■ Exercise instructions: Continue the review of Indian restaurants in Birmingham, starting right after its last sentence.

■ Document extract:
A  monkfish main from the chef’s signature dishes may seem steep at £18.00 but it wins the night hands down.  The fish is dusted in a rich spice blend and cooked just through so it avoids any chewiness.  The medallions sit on a sauce of chilli and garlic that demands you sit up and pay attention.  Like me, its refined in appearance and extremely naughty in nature.  Two seabass fillets are nestled on a spiced mushroom ragu, dotted with peas and bound with a tomato chutney full of warming freshness.  If they have one dish that truly captures the savoury of umami, this is it.  We share supple naan breads and rice that has been cooked so that each grain is distinct.  Not a scrap is left as they clear up our table.


seabass Look, its not perfect.  They like cress as a decoration a little too much and there are as many managers as there are waiters, with more of the latter possibly rectifying the wait between dishes on the same courses.  Drinks take a while to arrive and when they do the cocktails require work, veering between overly sweet and too boozy.  But if I want cocktails I’ll go to a cocktail bar and the food, Oh My, the food is so Good.  A bill, amended to remove a glass of champagne that arrived late, hits just over forty pound a head with a couple of drinks each.  A cheaper meal could be had on much of Harborne High St, indeed at most of the cities Indian restaurants, but this is food of ambition and quality.  I have done the spectrum of Indian food in Birmingham, from the cheap to the costliest, but if you ask me which one is best I’d be hard pushed to suggest anywhere other than Umami.





Kababish, Moseley, Via Deliveroo

I need no reason to eat curry. I would, if my doctor would allow me, feast on the stuff every night.  Cut me open and I bleed ghee, ask me what my aftershave I’m wearing and the answer will be eau de garam masala.  For me, the food of the Indian subcontinent is simply the best.  A go to cuisine whenever my body needs a lift; whether that be I am ill or hungover or emotionally down or overexposed to back-to-back episodes of TOWIE.  It is a special kind of food that lends itself as equally well to dinner for two as it does to a post-pub feed or the simply takeaway.

Where I am from (Moseley, if you are planning on stalking me), the long standing king of the curry is Kababish.  With a reign of over 30 years, they have seen the suburb go from its arts of crafts roots into the national hotspot which it is now.  My future mother-in-law recalls queuing for Kababish when she were a student, and she is officially ancient.

[Dataset entries]
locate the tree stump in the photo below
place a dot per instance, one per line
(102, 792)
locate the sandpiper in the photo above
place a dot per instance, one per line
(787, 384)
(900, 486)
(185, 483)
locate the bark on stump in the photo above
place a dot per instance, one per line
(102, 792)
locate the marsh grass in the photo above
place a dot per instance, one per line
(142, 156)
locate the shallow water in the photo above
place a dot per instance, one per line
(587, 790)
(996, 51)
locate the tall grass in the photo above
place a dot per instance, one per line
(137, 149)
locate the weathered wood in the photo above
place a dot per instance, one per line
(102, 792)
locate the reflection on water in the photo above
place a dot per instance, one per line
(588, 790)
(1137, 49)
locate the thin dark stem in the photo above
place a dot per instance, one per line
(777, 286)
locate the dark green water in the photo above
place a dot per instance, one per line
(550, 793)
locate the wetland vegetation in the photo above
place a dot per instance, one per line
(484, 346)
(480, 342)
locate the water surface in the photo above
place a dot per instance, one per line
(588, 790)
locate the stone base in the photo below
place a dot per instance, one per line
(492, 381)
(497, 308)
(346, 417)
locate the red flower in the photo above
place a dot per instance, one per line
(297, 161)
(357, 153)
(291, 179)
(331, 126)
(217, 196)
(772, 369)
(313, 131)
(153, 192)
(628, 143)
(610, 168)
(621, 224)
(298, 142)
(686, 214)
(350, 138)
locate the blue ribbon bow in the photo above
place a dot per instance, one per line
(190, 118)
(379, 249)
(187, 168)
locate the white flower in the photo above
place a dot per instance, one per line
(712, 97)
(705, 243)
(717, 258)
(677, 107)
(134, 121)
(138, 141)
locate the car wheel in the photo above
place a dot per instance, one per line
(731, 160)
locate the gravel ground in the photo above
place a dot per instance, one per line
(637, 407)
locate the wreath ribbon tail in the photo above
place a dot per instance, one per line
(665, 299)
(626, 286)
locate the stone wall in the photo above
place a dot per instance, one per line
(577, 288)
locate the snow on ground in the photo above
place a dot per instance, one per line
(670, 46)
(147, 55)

■ Output of the task:
I have eaten here many times, though tonight I am kicking back and letting those boys at Deliveroo sort my dinner whilst I watch another British team fail miserably in the Champions League.  I order, crack a beer open and meet the driver at the door before the bottle is finished.  Its piping hot, which is a marked improvement on the first time I had a delivery from here some time back.


I’m a simple soul when it comes to the menu here, every time ordering the lamb kebab followed by the Dhesi Karai Murgh with a peshwari naan on the side.  The kebab is shaped into roundels and is deftly spiced with cumin and green chilli.  It has tenderness to the mince meat that could only be achieved by a lengthy marinade and a gentle touch in the tandoor.


The Dhesi Karai Murgh is the star turn.  A Balti for the brave, fragrant with spice and with a healthy kick in the finish.  The cubes of poultry collapse into loose strands when pressured and have to fight for attention, which they just about manage.  The peshwari naans sweetness is a natural foil to the heat and mops up the last of the thick juices.  I have converted many to this curry over the years.  Give it a go and you wont be the last.


I meant to post this last week to coincide with National Curry Week, though I am useless.  It matters not; curry may as well be our national dish, its ingrained in our culture and should be eaten often and with pride.  And those who do indulge could do far worse than doing so at Kababish.

Deliveroo supplied the credit for this meal.  Use the link for £10 credit


Five Rivers, Walsall


When it comes to champagne my will is weak. I may have started this restaurant blog with ideals and a sound moral compass, but these have withered occasionally. I’m not proud of it, though I am also not stupid. When I receive an invitation to an evening hosted by Laurent Perrier at an award winning Indian restaurant, of course I was going to accept it: It’s curry and fizz, two of my favourite things in the world.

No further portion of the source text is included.